- 課題の指示:
1/ 言葉と演劇についての文章の「大抵の言葉には共通する認識と」から「が、何者であろうが、公平だ。」までを、一字も変えずに書き写しなさい。
2/ 言葉と演劇についての文章の冒頭の文で、大抵の言葉に混ぜ込まれているとされているものをすべて挙げなさい。
3/ 言葉と演劇についての文章を、最後の文の後から書き継ぎなさい。
──────── 文書の抜粋
大抵の言葉には共通する認識とか意識とか、見えない共通項とか、規則とかそういう複雑で余分なものが混ぜ込まれている。話そのものの意味を見えなくするほどに。嘘ではない、けれど本当でもない。だから違うものが前に出始めて、言葉を仕舞い込んでほしいと思う。仕舞ってしまってから、違うところから出したいと思う。喋る話は嘘、表現するための借り物、その際に犠牲になったものを炙り出してあげたかった。より良い表現をと饒舌に、言えることがなくなってしまい黙り込む、嘘を平気で表現する、悲劇めいて。対話も対面も意味がない。あるとしたら、もっと別の場所にある。その場所を力一杯開けようとしている。自分自身のも、人のも。これを握っていると血が滲んで痛い。けれど手に食い込むと初めて握っているものの形がわかるようなそんなものだった。

見るということは見られているということ。見る側も見られる側も対等で、境界があろうが、何者であろうが、公平だ。
本人たちという演劇は、次元のことを言っているようにも、ごく繊細な会話の、言葉のことを言っているようにも、舞台とは、上演とはと言っているようにも思えた。
────────────────
──────── 提示データ
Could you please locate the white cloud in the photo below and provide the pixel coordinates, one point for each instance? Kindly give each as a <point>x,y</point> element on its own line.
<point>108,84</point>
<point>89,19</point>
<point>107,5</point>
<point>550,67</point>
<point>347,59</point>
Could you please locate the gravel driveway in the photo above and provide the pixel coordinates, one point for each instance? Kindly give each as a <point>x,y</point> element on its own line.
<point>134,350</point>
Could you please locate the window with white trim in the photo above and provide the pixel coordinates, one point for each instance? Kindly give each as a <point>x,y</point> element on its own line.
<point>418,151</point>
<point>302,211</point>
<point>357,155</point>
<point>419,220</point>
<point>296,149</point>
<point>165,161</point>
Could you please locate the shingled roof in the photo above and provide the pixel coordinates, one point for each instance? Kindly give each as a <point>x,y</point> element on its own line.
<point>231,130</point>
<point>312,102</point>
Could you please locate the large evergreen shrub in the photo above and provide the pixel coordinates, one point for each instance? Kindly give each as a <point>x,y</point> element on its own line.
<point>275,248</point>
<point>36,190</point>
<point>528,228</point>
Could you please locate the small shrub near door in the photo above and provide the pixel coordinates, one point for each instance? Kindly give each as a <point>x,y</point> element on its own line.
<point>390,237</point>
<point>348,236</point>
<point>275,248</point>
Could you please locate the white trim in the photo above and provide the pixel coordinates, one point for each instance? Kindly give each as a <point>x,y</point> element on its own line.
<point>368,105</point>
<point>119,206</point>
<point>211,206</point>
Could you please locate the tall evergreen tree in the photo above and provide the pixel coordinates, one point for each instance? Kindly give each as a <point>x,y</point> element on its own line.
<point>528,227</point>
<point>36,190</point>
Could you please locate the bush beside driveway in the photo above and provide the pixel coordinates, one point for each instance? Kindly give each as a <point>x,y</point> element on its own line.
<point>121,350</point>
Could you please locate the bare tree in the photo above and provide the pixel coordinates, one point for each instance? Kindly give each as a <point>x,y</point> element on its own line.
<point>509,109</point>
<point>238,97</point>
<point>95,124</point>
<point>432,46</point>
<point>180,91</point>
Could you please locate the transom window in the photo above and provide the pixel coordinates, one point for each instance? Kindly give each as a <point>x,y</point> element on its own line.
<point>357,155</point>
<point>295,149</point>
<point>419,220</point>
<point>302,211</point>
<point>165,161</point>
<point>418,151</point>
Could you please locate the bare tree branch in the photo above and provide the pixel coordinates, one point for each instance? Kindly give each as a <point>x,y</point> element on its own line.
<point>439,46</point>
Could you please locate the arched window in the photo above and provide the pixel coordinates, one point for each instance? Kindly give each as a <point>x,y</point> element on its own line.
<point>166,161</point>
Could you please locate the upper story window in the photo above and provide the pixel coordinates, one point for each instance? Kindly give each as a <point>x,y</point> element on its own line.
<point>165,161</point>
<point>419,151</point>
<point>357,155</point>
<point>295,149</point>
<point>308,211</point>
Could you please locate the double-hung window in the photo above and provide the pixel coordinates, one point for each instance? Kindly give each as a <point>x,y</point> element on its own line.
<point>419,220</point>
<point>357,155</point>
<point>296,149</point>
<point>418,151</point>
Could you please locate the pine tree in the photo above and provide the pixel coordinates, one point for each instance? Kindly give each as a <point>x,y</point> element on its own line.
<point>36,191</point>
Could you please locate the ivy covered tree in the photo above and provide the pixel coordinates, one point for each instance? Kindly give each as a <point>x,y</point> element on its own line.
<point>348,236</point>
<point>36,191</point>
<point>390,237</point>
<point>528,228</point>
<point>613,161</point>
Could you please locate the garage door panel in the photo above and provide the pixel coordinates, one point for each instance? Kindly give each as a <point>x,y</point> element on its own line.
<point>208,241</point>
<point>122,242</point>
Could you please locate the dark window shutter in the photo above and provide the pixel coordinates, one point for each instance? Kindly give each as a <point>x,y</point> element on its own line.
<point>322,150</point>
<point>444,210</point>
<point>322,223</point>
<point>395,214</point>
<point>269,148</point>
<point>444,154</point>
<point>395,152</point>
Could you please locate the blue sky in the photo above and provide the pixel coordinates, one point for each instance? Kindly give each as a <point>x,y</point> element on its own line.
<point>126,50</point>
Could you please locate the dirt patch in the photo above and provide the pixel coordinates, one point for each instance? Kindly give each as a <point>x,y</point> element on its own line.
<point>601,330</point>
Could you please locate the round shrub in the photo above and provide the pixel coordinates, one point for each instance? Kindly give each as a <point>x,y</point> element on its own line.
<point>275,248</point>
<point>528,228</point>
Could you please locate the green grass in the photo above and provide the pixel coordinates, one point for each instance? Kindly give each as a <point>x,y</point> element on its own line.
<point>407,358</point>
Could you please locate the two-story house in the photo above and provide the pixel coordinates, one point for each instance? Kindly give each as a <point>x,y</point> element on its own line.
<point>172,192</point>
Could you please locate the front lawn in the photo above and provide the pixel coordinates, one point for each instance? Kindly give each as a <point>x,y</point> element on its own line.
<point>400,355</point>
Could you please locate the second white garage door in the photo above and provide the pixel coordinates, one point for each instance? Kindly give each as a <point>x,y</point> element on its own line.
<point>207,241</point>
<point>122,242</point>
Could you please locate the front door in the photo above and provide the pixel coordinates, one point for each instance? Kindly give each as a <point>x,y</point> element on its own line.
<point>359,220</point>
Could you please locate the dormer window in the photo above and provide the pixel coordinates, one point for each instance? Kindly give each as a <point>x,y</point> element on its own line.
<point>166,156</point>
────────────────
- 解答一覧:
1/
大抵の言葉には共通する認識とか意識とか、見えない共通項とか、規則とかそういう複雑で余分なものが混ぜ込まれている。話そのものの意味を見えなくするほどに。嘘ではない、けれど本当でもない。だから違うものが前に出始めて、言葉を仕舞い込んでほしいと思う。仕舞ってしまってから、違うところから出したいと思う。喋る話は嘘、表現するための借り物、その際に犠牲になったものを炙り出してあげたかった。より良い表現をと饒舌に、言えることがなくなってしまい黙り込む、嘘を平気で表現する、悲劇めいて。対話も対面も意味がない。あるとしたら、もっと別の場所にある。その場所を力一杯開けようとしている。自分自身のも、人のも。これを握っていると血が滲んで痛い。けれど手に食い込むと初めて握っているものの形がわかるようなそんなものだった。

見るということは見られているということ。見る側も見られる側も対等で、境界があろうが、何者であろうが、公平だ。

2/ 共通する認識、意識、見えない共通項、規則

3/
客側から背を向けられたモニターも、壁に張り付いた2つの穴をつなげている演者のみが通ることのできる通路も、客席との間に横たわる細長い花道のような舞台も、全部見ている側からは次元の違う存在だ。夢から覚めたように現実を見る。でも現実を見るまではいつまでも自分という次元に仕舞われたままのものだ。眼前に晒された本物、現実は思ったよりもずっとちゃんとした形をしている。自分自身が把握できる訳がなかった、手に負えないのだとようやく気づく。それを無理やり決めてしまうことも、決めずに置いておくことも選ぶ権利は公平にある。
何かを発芽させようとしている。
見ている側も、このまま進めばこの舞台と客席とその間に必ず出現するはずの何かを目を凝らして見ようと焦がれているように思えた。
そこで上演は終わった。最後の部分は自分で決めないといけないようだ。

神田茉莉乃 Marino Kanda Instagram
1995年横浜生まれ
2015年上矢部高校 美術陶芸コース 卒業
2018年武蔵野美術大学 建築学科 卒業
2023年東京藝術大学 美術研究科 彫刻コース 卒業
アーティスト。
粘土による造形からはじめ、建築、彫刻を学ぶ。距離や時間や視覚などを内包する空間に対しての自身の思想を作品にする。主に塑像、映像、図面などを使用したインスタレーションの制作をする。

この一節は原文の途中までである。